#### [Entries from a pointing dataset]
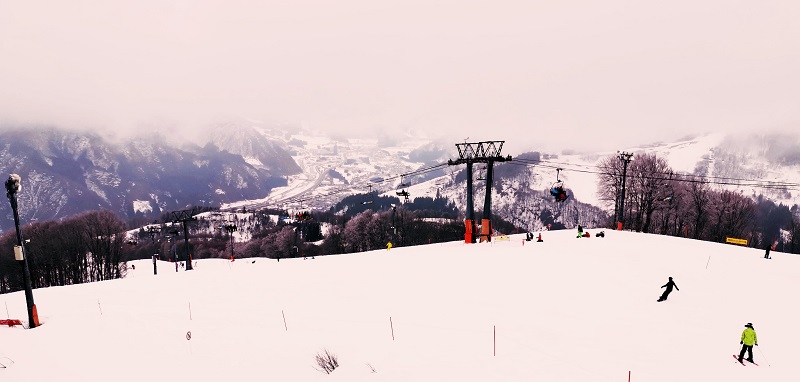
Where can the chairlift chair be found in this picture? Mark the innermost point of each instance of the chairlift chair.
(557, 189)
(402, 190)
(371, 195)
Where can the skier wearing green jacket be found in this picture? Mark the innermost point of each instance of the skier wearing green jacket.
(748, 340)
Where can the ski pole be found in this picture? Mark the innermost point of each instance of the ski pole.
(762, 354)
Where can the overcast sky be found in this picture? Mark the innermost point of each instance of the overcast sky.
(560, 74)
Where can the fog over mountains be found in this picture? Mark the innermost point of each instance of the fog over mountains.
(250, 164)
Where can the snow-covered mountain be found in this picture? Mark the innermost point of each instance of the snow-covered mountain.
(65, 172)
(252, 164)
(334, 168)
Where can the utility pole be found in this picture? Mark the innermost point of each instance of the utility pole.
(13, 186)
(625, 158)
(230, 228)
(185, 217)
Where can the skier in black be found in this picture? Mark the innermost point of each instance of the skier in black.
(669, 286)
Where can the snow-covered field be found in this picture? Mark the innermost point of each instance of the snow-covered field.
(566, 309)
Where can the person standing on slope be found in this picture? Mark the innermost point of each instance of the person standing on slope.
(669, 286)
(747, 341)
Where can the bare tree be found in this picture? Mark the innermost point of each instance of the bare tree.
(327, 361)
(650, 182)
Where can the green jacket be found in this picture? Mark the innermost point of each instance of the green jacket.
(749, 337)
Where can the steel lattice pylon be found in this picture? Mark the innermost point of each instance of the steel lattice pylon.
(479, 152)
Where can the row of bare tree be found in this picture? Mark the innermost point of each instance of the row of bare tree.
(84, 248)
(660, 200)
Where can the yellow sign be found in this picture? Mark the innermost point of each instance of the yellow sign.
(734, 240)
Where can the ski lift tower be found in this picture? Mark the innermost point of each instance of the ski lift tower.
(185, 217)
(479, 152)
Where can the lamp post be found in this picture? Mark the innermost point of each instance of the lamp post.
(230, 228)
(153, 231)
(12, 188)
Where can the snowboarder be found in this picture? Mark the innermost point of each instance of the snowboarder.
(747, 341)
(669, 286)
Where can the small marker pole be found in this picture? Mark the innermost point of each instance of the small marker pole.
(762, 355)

* * *

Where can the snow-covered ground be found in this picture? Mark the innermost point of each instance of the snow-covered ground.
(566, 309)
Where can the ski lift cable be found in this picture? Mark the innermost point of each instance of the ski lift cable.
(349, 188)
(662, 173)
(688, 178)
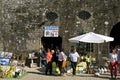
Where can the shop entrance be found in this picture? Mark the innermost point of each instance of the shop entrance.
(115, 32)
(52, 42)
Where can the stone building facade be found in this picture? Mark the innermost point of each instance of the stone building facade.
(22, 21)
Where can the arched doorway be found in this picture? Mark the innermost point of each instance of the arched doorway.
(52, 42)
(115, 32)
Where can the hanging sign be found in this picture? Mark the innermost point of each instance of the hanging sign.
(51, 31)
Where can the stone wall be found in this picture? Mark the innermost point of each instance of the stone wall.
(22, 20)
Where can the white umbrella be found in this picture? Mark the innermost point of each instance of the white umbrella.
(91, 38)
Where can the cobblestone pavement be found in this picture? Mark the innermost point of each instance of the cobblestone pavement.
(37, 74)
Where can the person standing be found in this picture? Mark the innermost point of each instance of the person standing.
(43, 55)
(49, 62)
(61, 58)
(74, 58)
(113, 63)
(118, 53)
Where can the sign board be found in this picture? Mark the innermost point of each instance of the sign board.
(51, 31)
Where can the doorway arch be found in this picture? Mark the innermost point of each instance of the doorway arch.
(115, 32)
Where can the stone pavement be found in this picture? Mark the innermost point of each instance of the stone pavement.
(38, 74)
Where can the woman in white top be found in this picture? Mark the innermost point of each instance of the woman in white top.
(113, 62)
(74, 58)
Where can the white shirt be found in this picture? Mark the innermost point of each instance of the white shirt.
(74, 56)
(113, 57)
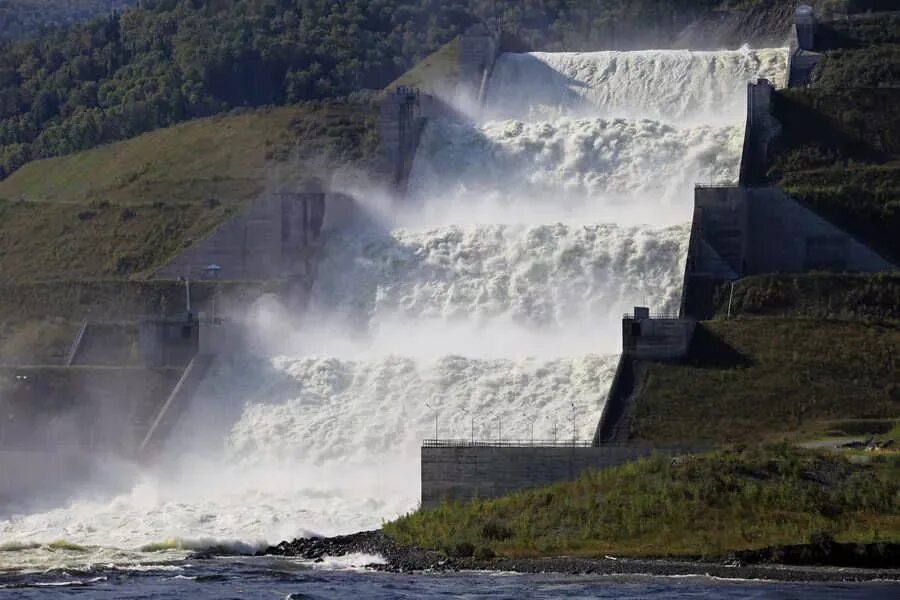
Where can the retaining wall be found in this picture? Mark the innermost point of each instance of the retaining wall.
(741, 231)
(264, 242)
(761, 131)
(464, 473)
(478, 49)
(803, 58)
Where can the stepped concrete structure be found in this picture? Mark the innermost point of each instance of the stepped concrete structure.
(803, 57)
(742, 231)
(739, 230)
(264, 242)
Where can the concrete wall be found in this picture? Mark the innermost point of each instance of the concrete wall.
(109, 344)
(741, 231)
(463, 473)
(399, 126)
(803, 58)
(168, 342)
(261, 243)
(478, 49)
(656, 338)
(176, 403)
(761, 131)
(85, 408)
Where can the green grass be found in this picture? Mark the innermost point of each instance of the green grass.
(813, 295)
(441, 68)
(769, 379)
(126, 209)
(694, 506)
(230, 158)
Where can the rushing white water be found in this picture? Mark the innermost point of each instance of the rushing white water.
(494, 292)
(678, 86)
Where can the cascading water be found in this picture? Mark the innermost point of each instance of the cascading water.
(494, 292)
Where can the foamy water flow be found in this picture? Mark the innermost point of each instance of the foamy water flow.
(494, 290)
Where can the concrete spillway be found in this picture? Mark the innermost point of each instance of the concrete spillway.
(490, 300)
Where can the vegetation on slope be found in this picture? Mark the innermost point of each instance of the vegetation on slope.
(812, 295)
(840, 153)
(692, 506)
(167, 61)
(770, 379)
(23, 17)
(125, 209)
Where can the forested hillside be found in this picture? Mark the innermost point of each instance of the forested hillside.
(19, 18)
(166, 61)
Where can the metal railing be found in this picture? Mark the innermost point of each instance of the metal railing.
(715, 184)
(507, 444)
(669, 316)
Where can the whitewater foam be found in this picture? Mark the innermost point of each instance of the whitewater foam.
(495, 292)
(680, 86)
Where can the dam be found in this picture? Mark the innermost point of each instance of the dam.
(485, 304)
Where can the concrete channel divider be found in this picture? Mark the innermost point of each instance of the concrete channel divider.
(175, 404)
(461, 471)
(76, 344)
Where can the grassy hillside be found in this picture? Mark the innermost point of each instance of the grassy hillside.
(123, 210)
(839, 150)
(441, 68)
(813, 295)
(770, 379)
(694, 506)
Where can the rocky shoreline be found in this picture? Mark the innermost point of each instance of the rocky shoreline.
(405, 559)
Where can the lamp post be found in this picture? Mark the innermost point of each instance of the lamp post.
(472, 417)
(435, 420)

* * *

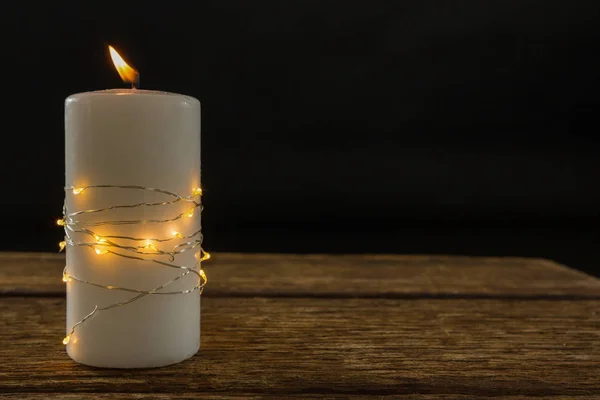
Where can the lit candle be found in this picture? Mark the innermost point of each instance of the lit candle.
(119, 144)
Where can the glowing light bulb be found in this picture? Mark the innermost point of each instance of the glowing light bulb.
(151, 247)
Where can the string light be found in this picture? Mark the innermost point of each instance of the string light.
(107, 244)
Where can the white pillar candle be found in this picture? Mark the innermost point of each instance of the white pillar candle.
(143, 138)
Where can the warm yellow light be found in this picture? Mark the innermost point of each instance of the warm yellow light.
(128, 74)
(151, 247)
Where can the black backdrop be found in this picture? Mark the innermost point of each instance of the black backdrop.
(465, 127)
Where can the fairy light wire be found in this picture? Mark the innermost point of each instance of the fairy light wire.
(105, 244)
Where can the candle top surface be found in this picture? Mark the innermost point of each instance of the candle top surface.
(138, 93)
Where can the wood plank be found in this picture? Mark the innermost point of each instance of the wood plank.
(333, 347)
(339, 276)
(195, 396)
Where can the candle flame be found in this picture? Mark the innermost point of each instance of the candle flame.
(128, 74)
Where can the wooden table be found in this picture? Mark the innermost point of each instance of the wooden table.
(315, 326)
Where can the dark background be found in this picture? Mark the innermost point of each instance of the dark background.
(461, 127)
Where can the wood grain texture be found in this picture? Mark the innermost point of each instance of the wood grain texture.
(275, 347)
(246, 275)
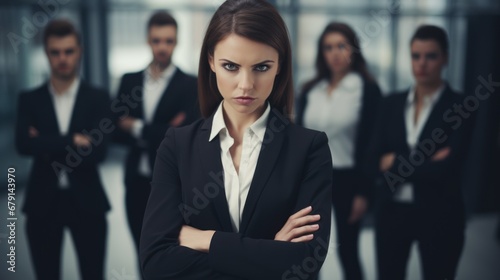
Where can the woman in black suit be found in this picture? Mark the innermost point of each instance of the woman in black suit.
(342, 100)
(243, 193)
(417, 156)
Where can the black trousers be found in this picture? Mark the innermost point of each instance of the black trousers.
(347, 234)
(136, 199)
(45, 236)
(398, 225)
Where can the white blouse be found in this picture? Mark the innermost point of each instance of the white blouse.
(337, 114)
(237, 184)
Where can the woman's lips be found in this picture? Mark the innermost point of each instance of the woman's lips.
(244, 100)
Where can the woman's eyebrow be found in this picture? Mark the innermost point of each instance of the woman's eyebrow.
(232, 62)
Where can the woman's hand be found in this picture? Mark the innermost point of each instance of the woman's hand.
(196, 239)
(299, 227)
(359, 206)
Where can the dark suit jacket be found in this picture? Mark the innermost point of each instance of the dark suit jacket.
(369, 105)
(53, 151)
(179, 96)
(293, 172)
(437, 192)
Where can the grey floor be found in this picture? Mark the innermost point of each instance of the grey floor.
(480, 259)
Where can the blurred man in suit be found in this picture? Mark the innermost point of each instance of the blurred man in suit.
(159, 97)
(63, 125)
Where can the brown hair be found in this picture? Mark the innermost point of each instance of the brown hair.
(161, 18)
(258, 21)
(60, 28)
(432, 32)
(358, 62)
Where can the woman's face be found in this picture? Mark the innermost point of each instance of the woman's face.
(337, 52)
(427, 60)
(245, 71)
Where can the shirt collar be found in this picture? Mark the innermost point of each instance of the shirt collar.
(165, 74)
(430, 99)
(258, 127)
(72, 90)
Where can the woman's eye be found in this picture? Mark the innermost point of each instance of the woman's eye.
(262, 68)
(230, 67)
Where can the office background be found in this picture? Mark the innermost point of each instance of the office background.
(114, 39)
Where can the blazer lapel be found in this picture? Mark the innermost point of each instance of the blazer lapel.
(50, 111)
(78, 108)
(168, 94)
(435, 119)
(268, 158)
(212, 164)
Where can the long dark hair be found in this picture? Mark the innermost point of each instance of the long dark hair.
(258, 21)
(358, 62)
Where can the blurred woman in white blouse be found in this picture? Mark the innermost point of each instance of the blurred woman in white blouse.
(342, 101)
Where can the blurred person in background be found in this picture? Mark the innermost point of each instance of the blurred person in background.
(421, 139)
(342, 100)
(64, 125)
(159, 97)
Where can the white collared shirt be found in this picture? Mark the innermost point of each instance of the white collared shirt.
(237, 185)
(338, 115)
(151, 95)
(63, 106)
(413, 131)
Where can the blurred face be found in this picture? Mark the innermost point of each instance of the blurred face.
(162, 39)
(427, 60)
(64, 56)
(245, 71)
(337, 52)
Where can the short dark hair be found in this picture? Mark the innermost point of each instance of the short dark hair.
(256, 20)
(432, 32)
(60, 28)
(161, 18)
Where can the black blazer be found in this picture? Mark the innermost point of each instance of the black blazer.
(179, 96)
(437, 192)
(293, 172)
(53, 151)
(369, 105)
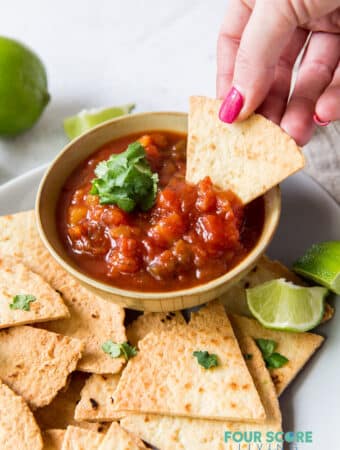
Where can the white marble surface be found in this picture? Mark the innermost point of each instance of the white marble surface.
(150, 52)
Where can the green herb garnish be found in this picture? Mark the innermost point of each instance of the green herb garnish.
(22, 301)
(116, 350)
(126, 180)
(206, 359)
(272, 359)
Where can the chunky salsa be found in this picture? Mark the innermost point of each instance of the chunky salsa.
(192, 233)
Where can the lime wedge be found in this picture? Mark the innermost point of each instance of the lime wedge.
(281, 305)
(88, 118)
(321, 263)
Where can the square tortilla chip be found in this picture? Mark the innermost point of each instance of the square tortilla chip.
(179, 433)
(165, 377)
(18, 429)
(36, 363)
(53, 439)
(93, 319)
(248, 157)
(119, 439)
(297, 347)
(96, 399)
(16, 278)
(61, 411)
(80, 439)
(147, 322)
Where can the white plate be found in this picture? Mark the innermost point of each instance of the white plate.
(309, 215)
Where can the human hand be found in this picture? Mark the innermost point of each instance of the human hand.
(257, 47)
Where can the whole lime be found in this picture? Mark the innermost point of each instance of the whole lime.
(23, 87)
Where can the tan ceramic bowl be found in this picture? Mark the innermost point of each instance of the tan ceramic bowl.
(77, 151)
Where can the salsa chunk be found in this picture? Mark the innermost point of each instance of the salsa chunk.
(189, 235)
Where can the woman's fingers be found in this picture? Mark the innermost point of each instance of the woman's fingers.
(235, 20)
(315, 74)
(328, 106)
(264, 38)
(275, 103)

#### [To be done]
State how many lines of the material contain the string "tree", with case counting, and give only that number.

#### [Output of the exercise]
2